▸ **TEXTO DE REFERÊNCIA**:
——————————

Para se ter uma ideia desse novo negócio, apenas no primeiro semestre de 2023 havia R$35 bilhões de crédito disponíveis para venda, contra R$32 bilhões no mesmo período do ano passado.

Esse novo negócio expandiu o mercado de ofertas de renegociação de dívidas, pois centenas de empresas que possuem carteiras de credores com débito passaram a vender essas contas ruins para as securitizadoras que são especializadas.

Esse movimento teve como conseqüência a redução drástica das ofertas de propostas de renegociação dos bancos e administradoras de cartão de crédito quem em agosto do ano passado lideram a procura de clientes para fazer algum tipo de renegociação com 48,20% e agora têm apenas 11,72% das ofertas e fizeram apenas 14,38% das renegociações.

——————————

▸ **DADOS FORNECIDOS**:

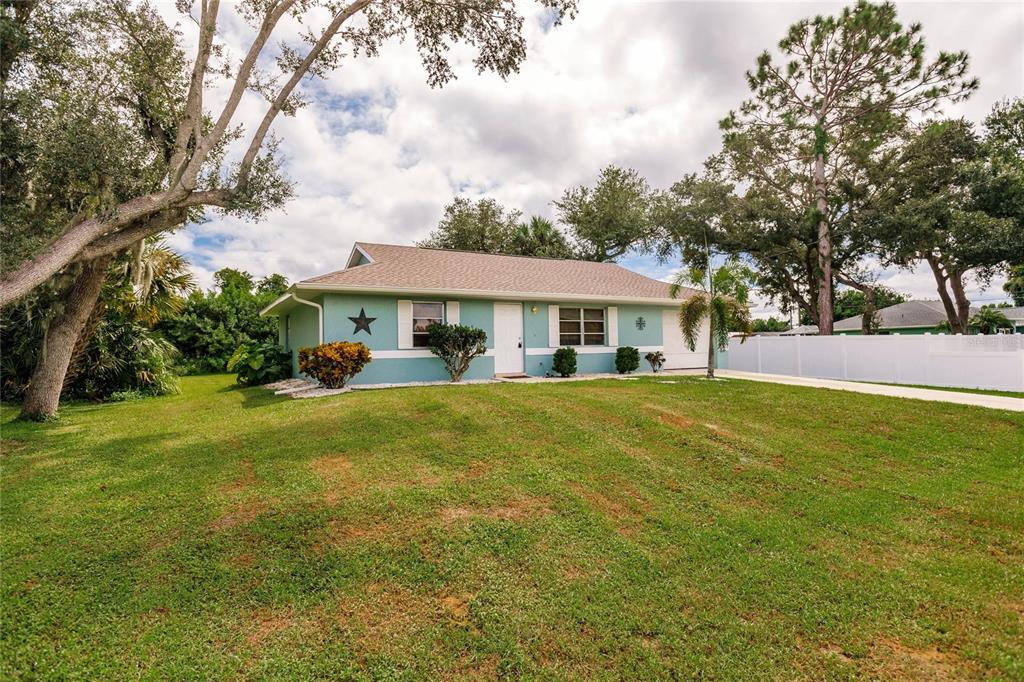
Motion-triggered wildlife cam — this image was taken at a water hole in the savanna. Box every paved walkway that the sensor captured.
[715,370,1024,412]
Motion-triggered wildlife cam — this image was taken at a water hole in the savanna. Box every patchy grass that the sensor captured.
[864,381,1024,398]
[6,377,1024,679]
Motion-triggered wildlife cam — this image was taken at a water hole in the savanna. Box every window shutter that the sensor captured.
[548,305,560,348]
[398,301,413,349]
[444,301,459,325]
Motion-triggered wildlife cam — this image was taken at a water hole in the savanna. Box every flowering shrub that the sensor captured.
[299,341,371,388]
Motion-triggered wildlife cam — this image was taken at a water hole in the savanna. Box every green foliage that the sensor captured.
[63,314,179,400]
[158,268,287,373]
[969,305,1014,334]
[418,197,521,253]
[227,343,292,386]
[503,215,577,258]
[643,350,665,373]
[1002,264,1024,305]
[710,0,978,328]
[299,341,371,388]
[427,323,487,381]
[551,346,577,377]
[753,316,791,333]
[670,259,755,350]
[554,166,654,262]
[615,346,640,374]
[0,1,187,270]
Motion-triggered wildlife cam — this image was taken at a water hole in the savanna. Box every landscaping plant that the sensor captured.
[643,350,665,373]
[227,343,292,386]
[615,346,640,374]
[427,323,487,382]
[299,341,371,388]
[551,346,575,377]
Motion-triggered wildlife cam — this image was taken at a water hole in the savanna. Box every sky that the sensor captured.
[160,0,1024,316]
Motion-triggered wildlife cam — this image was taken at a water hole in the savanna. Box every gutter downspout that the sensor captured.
[290,293,324,345]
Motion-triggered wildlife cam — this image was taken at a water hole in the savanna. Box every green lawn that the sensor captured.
[6,377,1024,679]
[864,381,1024,398]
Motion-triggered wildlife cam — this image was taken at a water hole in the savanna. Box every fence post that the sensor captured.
[796,336,804,377]
[839,336,856,380]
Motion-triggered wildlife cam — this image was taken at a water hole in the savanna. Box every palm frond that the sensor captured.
[679,294,709,351]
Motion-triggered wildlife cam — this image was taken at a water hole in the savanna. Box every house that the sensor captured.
[833,301,978,336]
[778,325,818,336]
[261,242,708,384]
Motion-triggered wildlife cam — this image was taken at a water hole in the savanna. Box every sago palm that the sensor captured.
[671,260,754,379]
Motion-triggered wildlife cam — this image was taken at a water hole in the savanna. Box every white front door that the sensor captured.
[662,308,708,370]
[494,303,522,374]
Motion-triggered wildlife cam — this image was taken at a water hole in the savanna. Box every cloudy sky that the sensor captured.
[163,0,1024,316]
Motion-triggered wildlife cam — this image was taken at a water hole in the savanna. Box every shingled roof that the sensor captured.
[833,301,977,332]
[296,242,693,301]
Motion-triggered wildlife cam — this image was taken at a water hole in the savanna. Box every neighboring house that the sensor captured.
[833,301,978,336]
[778,325,818,336]
[261,243,708,384]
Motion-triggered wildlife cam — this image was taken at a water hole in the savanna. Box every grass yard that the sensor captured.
[864,381,1024,398]
[0,376,1024,679]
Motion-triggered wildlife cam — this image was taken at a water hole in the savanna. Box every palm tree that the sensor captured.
[968,306,1014,334]
[104,240,196,328]
[670,259,754,379]
[511,215,572,258]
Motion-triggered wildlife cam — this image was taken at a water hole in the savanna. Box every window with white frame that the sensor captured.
[558,307,604,346]
[413,302,444,348]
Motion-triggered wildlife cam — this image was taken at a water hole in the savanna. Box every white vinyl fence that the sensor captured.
[727,334,1024,391]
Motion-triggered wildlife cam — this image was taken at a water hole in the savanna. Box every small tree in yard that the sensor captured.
[427,323,487,382]
[670,259,754,379]
[969,306,1014,334]
[299,341,371,388]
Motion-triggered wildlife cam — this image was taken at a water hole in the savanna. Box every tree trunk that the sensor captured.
[860,285,879,336]
[20,256,111,421]
[949,270,971,334]
[925,254,967,334]
[708,315,715,379]
[814,150,834,336]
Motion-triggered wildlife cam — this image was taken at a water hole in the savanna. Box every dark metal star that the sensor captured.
[349,308,377,335]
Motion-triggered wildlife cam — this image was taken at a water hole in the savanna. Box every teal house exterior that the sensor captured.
[261,243,708,384]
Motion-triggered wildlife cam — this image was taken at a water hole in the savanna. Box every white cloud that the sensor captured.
[172,0,1024,297]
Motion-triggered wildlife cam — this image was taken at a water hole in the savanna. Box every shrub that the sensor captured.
[427,323,487,381]
[643,350,665,372]
[615,346,640,374]
[227,343,292,386]
[551,347,575,377]
[299,341,371,388]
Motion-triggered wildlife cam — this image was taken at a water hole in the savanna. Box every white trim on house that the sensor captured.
[444,301,459,325]
[395,299,413,349]
[526,346,662,355]
[544,305,561,346]
[370,348,495,359]
[292,282,682,305]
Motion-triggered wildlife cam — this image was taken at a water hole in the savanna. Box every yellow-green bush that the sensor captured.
[299,341,371,388]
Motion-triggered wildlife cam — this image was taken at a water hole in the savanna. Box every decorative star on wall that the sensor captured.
[349,308,377,335]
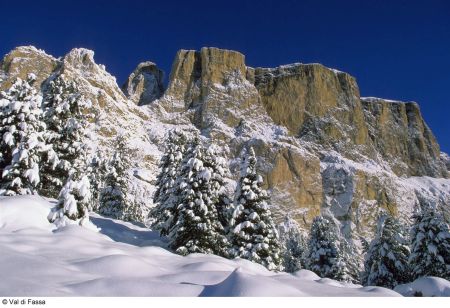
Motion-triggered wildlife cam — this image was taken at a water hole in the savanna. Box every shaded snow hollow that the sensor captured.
[0,196,442,296]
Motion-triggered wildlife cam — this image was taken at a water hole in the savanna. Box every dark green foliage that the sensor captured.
[229,148,283,271]
[409,206,450,280]
[361,214,410,289]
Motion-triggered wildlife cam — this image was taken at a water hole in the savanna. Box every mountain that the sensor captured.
[0,46,450,237]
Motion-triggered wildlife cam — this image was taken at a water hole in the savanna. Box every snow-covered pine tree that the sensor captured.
[45,75,93,226]
[339,233,362,283]
[409,205,450,280]
[150,129,188,236]
[361,214,410,289]
[88,150,109,212]
[169,137,228,256]
[40,75,90,198]
[278,215,307,273]
[0,74,48,195]
[307,216,344,280]
[97,135,143,221]
[229,148,283,271]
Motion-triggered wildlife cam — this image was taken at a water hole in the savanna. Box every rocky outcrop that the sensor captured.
[0,46,157,219]
[0,46,60,90]
[122,62,164,106]
[254,64,367,151]
[0,47,450,236]
[361,98,447,177]
[156,48,449,234]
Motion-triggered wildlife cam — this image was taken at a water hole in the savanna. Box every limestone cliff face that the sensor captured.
[254,64,368,151]
[155,48,450,234]
[122,62,164,106]
[361,98,447,177]
[0,46,154,219]
[0,46,59,90]
[0,47,450,236]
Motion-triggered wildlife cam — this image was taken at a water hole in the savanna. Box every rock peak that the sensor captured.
[122,61,164,106]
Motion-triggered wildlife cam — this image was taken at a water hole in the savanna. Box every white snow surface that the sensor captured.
[394,277,450,296]
[0,196,399,296]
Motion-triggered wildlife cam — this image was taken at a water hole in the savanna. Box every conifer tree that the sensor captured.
[169,137,228,256]
[0,74,49,195]
[279,215,307,273]
[40,75,90,198]
[98,135,143,221]
[409,206,450,280]
[150,130,188,236]
[361,214,410,289]
[339,233,362,283]
[308,216,344,280]
[229,148,283,271]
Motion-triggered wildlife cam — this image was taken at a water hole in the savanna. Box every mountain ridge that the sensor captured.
[0,46,450,235]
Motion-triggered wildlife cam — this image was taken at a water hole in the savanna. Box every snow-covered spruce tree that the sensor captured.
[229,148,283,271]
[97,135,143,221]
[307,216,345,280]
[150,130,188,236]
[88,150,109,212]
[339,233,363,284]
[39,75,90,198]
[168,137,228,256]
[278,215,307,273]
[409,206,450,280]
[0,74,48,196]
[45,75,93,226]
[361,214,410,289]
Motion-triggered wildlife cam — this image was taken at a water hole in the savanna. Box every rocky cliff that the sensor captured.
[0,47,450,235]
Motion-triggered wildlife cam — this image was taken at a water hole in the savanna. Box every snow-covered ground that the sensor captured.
[0,196,449,296]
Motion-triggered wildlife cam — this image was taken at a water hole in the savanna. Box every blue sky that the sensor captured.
[0,0,450,152]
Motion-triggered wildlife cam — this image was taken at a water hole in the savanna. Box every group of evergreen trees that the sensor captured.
[151,130,450,280]
[282,207,450,288]
[0,74,142,224]
[151,130,282,270]
[0,74,450,288]
[361,205,450,288]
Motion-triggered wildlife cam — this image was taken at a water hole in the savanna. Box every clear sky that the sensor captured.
[0,0,450,152]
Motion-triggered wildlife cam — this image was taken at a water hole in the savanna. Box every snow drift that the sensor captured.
[0,196,399,296]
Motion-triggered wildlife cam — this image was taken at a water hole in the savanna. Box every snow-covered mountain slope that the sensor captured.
[0,196,399,296]
[0,47,450,238]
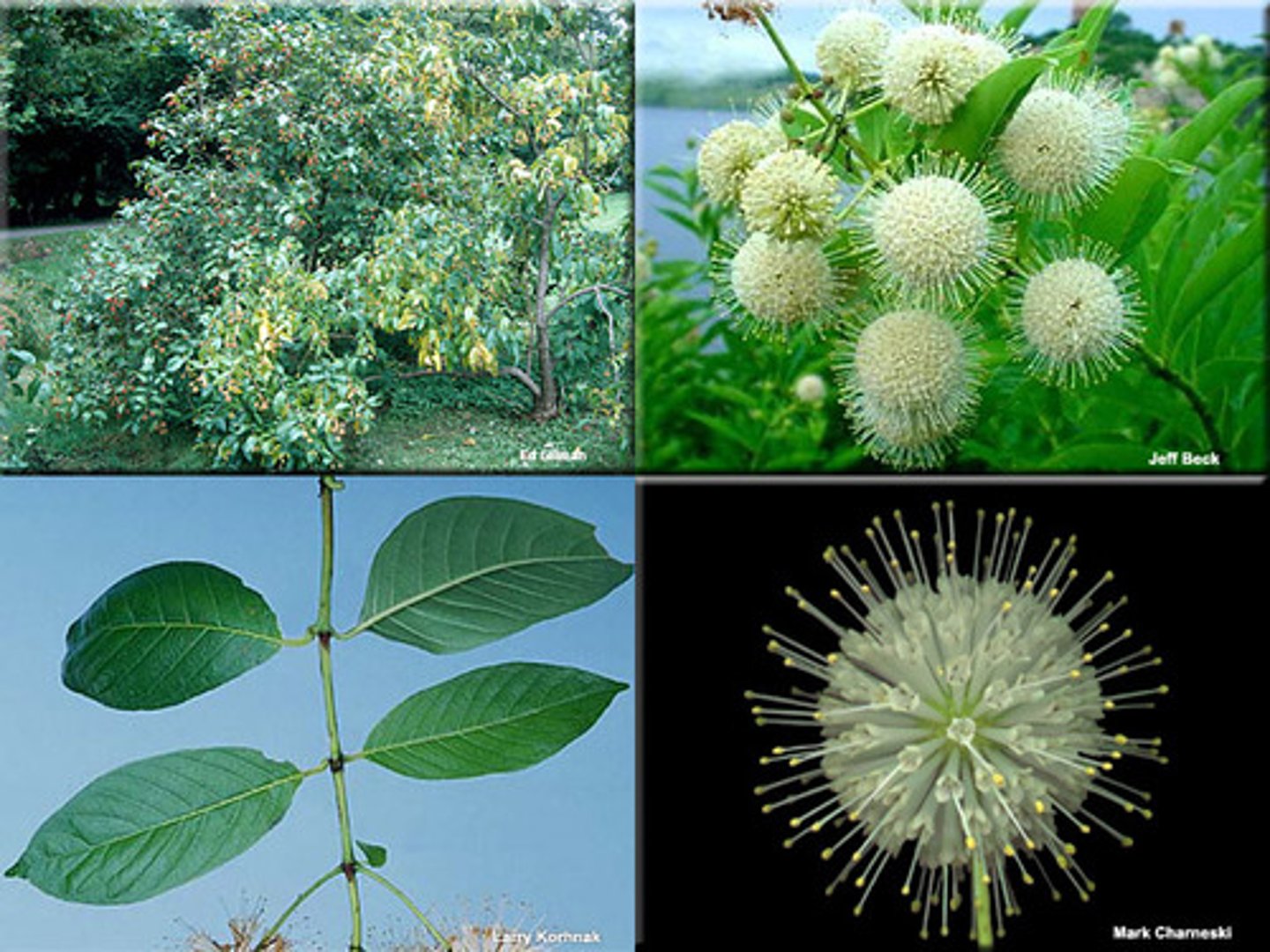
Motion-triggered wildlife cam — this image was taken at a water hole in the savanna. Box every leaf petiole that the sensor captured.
[254,863,344,952]
[357,863,452,952]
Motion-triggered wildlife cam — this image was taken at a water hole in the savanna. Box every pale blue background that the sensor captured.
[0,476,635,952]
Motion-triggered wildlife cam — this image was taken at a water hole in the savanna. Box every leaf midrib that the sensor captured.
[80,622,282,645]
[360,686,620,759]
[52,767,303,857]
[341,554,617,638]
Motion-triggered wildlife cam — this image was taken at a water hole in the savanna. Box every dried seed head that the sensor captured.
[698,119,785,202]
[1011,242,1140,386]
[838,311,976,468]
[995,76,1132,214]
[860,160,1010,303]
[815,11,892,93]
[741,148,838,242]
[730,231,837,330]
[747,502,1167,937]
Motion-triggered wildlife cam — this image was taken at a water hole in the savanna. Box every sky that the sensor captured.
[0,476,635,952]
[635,0,1265,80]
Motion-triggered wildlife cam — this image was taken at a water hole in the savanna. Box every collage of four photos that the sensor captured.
[0,0,1270,952]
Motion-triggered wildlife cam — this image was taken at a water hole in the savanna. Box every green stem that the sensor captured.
[1132,344,1229,471]
[970,851,992,952]
[312,476,362,952]
[754,6,878,171]
[361,866,451,949]
[255,863,344,952]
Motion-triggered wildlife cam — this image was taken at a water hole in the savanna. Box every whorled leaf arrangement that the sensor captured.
[5,477,631,949]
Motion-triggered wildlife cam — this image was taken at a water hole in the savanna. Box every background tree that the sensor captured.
[3,5,207,225]
[47,4,629,467]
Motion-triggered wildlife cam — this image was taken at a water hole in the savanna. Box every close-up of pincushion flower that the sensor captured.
[856,161,1010,302]
[747,502,1169,948]
[995,76,1132,214]
[837,309,976,468]
[741,150,840,242]
[698,119,785,202]
[729,231,840,330]
[815,11,892,94]
[1011,242,1142,386]
[881,23,1001,126]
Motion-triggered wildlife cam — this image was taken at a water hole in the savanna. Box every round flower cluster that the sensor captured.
[698,3,1140,468]
[881,23,1010,126]
[1010,242,1140,386]
[815,11,892,94]
[996,76,1131,213]
[747,502,1169,947]
[731,231,836,328]
[698,119,785,203]
[837,311,976,468]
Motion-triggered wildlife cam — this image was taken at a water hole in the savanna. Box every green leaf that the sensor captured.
[357,840,389,869]
[1076,155,1171,254]
[1167,208,1266,326]
[63,562,282,710]
[935,56,1048,161]
[363,663,626,779]
[5,747,303,905]
[353,497,631,652]
[1155,76,1266,162]
[1042,436,1152,472]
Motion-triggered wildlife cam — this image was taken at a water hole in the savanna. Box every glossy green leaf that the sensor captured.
[1076,156,1171,254]
[5,747,303,905]
[355,497,631,652]
[357,840,389,869]
[1155,76,1266,162]
[1167,208,1266,325]
[363,663,626,779]
[935,56,1048,161]
[63,562,282,710]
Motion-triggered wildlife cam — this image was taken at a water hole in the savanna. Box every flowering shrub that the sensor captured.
[653,4,1265,470]
[41,5,626,468]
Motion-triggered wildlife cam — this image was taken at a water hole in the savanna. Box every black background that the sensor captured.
[639,479,1270,952]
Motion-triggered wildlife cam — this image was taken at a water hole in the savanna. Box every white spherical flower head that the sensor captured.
[840,311,976,468]
[815,11,892,93]
[741,148,838,242]
[996,83,1131,214]
[698,119,785,203]
[881,23,987,126]
[747,502,1167,938]
[730,231,837,330]
[863,171,1008,302]
[794,373,829,404]
[1015,255,1139,386]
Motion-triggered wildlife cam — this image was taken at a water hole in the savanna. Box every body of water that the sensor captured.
[635,106,748,259]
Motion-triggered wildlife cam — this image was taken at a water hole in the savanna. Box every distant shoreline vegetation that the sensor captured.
[635,70,797,112]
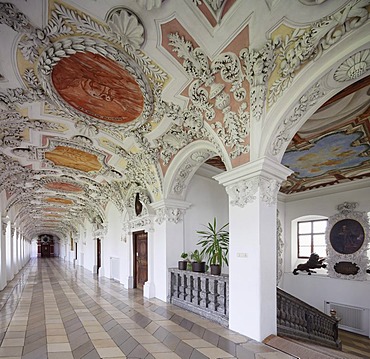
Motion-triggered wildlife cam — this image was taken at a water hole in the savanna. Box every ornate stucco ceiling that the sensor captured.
[0,0,370,242]
[281,77,370,194]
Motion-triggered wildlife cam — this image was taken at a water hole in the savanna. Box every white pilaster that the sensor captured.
[0,218,8,290]
[143,228,155,299]
[6,222,14,281]
[13,227,20,274]
[214,158,291,341]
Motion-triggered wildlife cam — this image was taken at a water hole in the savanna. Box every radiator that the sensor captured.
[110,257,120,281]
[325,302,369,336]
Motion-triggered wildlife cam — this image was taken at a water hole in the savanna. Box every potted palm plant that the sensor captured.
[178,252,190,270]
[190,249,206,273]
[197,218,229,275]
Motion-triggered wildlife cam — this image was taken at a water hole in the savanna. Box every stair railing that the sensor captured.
[277,288,342,349]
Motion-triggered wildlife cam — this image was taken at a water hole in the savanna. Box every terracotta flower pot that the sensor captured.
[178,261,188,270]
[191,262,206,273]
[211,264,221,275]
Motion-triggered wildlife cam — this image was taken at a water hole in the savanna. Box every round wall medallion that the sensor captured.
[52,52,144,124]
[330,218,365,254]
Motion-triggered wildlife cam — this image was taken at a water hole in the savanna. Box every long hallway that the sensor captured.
[0,258,291,359]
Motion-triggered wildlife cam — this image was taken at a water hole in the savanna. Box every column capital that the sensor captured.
[151,199,191,224]
[213,157,293,207]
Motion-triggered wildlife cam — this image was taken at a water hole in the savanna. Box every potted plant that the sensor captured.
[190,249,206,273]
[178,252,190,270]
[197,218,229,275]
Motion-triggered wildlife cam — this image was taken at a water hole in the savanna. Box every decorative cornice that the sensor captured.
[151,200,190,224]
[214,157,292,207]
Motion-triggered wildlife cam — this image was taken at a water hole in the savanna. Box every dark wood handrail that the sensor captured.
[277,288,342,349]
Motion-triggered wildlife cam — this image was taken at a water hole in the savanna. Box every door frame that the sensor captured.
[132,230,149,289]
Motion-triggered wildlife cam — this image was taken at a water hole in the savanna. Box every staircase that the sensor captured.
[277,288,342,349]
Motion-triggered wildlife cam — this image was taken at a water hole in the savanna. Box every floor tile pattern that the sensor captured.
[0,258,291,359]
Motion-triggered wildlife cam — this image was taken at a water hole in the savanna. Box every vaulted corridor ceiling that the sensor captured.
[0,0,370,242]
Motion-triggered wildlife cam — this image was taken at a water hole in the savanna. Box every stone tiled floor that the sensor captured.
[0,258,291,359]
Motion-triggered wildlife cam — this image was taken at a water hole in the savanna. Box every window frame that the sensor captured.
[297,218,328,259]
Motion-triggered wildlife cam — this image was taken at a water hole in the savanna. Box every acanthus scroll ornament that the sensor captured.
[155,207,185,224]
[334,49,370,82]
[271,78,327,156]
[268,0,369,107]
[240,40,280,121]
[226,177,259,207]
[226,177,280,207]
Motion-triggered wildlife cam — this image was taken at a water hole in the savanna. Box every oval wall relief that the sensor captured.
[51,52,144,124]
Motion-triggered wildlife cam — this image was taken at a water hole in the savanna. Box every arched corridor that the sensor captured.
[0,258,284,359]
[0,0,370,359]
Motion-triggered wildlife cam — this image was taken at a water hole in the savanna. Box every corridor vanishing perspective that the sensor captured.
[0,258,291,359]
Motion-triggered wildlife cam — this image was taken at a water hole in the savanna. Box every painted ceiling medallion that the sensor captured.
[52,52,144,124]
[44,181,83,193]
[45,146,102,172]
[45,197,73,205]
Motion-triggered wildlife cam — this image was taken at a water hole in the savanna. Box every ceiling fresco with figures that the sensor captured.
[0,0,370,242]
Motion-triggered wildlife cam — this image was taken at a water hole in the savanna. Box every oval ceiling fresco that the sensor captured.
[52,52,144,124]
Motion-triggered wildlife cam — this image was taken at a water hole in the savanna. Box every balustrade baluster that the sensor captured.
[192,275,200,306]
[170,273,179,298]
[208,278,218,311]
[216,280,226,314]
[185,275,193,302]
[179,273,186,300]
[200,276,208,308]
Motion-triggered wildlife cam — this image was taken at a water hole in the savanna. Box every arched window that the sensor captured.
[297,219,328,258]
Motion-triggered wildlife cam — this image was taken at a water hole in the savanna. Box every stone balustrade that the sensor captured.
[277,288,341,349]
[169,268,229,326]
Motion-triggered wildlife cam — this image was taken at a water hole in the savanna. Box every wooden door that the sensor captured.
[133,231,148,289]
[41,244,50,257]
[96,238,101,274]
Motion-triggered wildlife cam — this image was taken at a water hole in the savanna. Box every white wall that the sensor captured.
[279,182,370,334]
[184,170,229,273]
[100,204,126,279]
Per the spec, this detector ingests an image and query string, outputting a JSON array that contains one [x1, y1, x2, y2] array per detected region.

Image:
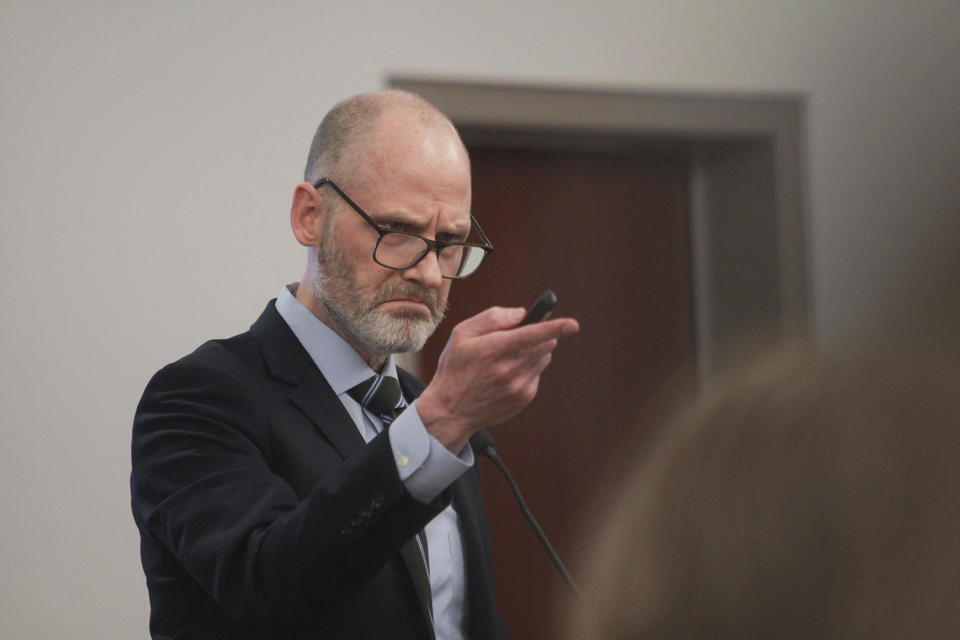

——————————

▸ **LISTA DE EXERCÍCIOS**:
1) Segundo o texto sobre a venda de dívidas, por que o mercado de ofertas de renegociação de dívidas se expandiu?
2) Continue o texto sobre a venda de dívidas a partir da última frase apresentada.

▸ **RESPOSTAS DOS EXERCÍCIOS**:
1) O mercado se expandiu porque centenas de empresas com carteiras de credores com débito passaram a vender essas contas ruins para securitizadoras especializadas.

2)
Na verdade, todo esse movimento está a quilômetros da proposta de Lula que desejava apenas que quem estivesse devendo pudesse fazer um acordo, acerta uma prestação e pagar o débito.

Até porque quando assumiu 70 milhões de brasileiros devem R$320 bilhões em bancos, cartão de crédito, empresas de telefonia e nas securitizadoras. Em agosto último, o número subiu para R$ 71 milhões e o total da dívida subiu para R$ 355 bilhões.

Ou seja, os brasileiros continuam devendo muito, mas as securitizadoras descobriram que cobrar dívidas de quem está negativado é um bom negócio. Inclusive para os bancos.